▶ READING PASSAGE:
Garden Bonfires and the Law
Burning garden waste produces smoke, especially if it is damp or green material is being burnt. Smoke from garden bonfires can prevent neighbours from enjoying their gardens, opening windows or hanging washing out. The smoke, smuts and smell from bonfires are the subject of many complaints.
It is a common misconception that there are specific laws that only permit bonfires at certain times or on specific days or that they are prohibited altogether. This is not the case and such controls do not exist. An outright ban would be difficult to enforce and occasionally a bonfire is the best practicable way to deal with some garden wastes.
However, the law does not permit anyone to create a nuisance by emitting either smoke or fumes from such a fire.
For smoke or fume emissions to be considered a statutory nuisance, a bonfire would have to be a persistent problem which interfered substantially with someone's well-being, comfort or enjoyment of their property. If a fire is only an occasional event it is unlikely to be considered a nuisance in law. Similarly if bonfires are being lit by different neighbours, each burning occasionally it would be difficult to support an action for nuisance.

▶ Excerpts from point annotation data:
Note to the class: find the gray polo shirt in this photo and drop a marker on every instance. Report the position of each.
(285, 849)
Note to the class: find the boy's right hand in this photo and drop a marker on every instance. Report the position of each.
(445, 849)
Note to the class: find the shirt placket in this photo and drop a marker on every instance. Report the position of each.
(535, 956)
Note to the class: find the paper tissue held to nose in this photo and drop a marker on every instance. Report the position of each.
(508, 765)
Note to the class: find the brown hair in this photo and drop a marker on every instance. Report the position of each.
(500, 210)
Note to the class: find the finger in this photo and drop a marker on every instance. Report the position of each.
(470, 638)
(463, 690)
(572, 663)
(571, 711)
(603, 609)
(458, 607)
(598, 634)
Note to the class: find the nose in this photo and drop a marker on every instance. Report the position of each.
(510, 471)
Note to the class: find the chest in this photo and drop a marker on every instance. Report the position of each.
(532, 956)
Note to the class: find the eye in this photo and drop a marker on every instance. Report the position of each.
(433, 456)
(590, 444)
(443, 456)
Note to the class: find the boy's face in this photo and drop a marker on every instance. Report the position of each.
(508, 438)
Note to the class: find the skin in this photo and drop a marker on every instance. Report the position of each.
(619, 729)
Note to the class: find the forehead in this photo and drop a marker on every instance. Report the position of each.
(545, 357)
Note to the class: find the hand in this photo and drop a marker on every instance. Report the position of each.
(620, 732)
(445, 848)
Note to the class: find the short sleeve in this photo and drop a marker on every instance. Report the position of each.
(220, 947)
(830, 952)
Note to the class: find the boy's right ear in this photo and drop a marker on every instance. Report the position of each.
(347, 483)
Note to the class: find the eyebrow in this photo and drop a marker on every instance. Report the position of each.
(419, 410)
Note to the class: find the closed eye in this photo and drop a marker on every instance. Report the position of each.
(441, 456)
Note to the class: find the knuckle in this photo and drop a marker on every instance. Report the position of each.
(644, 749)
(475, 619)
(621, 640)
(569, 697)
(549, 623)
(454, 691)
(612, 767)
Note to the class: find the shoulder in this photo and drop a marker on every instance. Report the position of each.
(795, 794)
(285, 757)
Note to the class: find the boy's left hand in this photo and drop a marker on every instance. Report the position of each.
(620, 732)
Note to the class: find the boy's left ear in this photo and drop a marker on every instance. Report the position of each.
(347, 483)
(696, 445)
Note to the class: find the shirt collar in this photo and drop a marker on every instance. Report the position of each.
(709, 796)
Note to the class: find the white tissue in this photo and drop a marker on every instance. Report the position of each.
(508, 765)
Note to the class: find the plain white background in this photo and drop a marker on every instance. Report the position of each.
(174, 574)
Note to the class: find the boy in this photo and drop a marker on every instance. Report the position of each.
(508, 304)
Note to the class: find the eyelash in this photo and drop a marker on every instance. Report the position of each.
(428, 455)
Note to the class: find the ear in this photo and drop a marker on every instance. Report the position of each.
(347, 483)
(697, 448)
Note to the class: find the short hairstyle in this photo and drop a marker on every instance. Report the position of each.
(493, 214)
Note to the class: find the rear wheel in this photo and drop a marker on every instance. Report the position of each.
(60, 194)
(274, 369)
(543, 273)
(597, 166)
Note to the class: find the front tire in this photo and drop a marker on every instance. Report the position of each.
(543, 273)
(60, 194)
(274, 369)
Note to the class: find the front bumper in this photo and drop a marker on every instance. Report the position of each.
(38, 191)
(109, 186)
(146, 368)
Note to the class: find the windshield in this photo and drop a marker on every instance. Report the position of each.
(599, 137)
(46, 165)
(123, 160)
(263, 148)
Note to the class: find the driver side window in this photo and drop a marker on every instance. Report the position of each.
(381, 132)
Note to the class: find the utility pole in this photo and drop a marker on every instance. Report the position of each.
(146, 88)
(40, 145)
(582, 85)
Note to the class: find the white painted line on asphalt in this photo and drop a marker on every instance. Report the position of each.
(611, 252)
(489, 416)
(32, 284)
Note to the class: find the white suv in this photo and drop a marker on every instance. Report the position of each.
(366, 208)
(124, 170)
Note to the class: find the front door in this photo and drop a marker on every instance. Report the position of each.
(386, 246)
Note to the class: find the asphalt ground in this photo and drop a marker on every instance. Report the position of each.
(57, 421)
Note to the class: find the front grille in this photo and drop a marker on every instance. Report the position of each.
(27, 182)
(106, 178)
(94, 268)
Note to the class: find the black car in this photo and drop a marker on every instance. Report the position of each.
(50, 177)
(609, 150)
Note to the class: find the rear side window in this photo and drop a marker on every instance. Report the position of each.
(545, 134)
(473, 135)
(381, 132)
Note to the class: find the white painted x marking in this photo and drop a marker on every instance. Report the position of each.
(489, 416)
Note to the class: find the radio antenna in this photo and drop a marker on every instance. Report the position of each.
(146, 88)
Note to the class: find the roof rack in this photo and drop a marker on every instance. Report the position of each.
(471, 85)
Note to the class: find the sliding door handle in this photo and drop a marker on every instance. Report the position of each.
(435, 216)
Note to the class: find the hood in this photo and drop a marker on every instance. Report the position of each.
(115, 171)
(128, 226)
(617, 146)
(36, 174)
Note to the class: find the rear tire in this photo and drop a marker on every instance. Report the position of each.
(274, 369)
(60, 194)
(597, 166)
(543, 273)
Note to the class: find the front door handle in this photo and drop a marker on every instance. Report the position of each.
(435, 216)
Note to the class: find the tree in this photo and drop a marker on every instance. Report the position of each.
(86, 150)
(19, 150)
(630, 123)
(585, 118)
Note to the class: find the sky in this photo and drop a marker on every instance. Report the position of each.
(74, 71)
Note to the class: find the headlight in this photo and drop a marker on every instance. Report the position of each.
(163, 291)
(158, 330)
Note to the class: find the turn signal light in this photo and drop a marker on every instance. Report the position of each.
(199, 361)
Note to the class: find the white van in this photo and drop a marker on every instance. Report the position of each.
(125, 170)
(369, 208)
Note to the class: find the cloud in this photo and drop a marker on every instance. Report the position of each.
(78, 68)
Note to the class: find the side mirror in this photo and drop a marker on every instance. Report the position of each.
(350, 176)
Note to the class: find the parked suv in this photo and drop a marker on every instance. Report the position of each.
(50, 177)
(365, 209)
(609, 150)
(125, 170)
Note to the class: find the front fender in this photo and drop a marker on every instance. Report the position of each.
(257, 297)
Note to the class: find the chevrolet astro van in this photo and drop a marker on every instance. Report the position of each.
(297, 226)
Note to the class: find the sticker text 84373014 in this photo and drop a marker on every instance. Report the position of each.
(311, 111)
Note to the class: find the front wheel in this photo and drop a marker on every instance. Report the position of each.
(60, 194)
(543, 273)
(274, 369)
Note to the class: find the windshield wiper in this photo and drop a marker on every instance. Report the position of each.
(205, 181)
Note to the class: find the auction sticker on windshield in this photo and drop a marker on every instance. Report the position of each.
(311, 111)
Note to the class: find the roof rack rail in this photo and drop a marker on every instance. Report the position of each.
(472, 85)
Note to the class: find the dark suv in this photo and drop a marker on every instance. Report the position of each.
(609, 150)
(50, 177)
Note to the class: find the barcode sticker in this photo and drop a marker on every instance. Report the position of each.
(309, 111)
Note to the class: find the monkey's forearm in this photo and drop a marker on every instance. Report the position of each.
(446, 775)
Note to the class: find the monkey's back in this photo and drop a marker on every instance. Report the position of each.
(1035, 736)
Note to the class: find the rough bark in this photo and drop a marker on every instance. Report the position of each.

▶ WRITTEN PROBLEM A: According to the garden bonfires text, what must a bonfire be for its smoke or fumes to count as a statutory nuisance?
▶ WRITTEN PROBLEM B: Name every activity that the garden bonfires text says bonfire smoke can keep neighbors from doing.
This listing has no connection to the garden bonfires text.

▶ CORRECT ANSWER A: A persistent problem that substantially interferes with someone's well-being, comfort or enjoyment of their property.

▶ CORRECT ANSWER B: Enjoying their gardens, opening windows, and hanging washing out.